# Short exercise:
Write out the material below word for word, leaving out the pictures.

# Material for this exercise:
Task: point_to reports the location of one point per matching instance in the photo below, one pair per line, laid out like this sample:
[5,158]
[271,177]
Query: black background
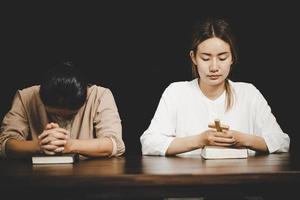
[137,48]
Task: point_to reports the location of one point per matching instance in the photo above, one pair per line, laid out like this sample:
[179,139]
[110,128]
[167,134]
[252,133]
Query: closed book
[216,152]
[54,159]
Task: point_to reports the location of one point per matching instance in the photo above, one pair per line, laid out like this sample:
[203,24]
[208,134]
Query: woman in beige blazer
[62,115]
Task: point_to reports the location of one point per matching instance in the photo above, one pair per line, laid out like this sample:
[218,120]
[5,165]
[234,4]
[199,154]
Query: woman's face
[213,60]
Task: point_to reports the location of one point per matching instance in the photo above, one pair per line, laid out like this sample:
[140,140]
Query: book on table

# Response to the task:
Task: point_to reports the location of one point per matching instance in the photo below, one pair per line, laid out like this sample:
[5,158]
[271,177]
Query: black background
[137,48]
Task: point_to reports the location of one point per matching instance in the photo above, one pair per line, laid out like this sample:
[179,139]
[110,128]
[167,134]
[252,133]
Query: closed book
[216,152]
[54,159]
Task: point_to reports the location of one point per matching instance in the photo above, one pair per line, laid out like this sample:
[203,24]
[208,134]
Query: woman in beige blazer
[62,115]
Task: point_to reports the location of one point per matching instance in the photo above, one pair per line, laid out like this sample:
[218,120]
[5,165]
[234,4]
[199,154]
Query: woman's face
[213,60]
Task: point_to reports the location of one point per matching instance in the photo above, one pair per line, laid out like this sample:
[140,140]
Query: book on table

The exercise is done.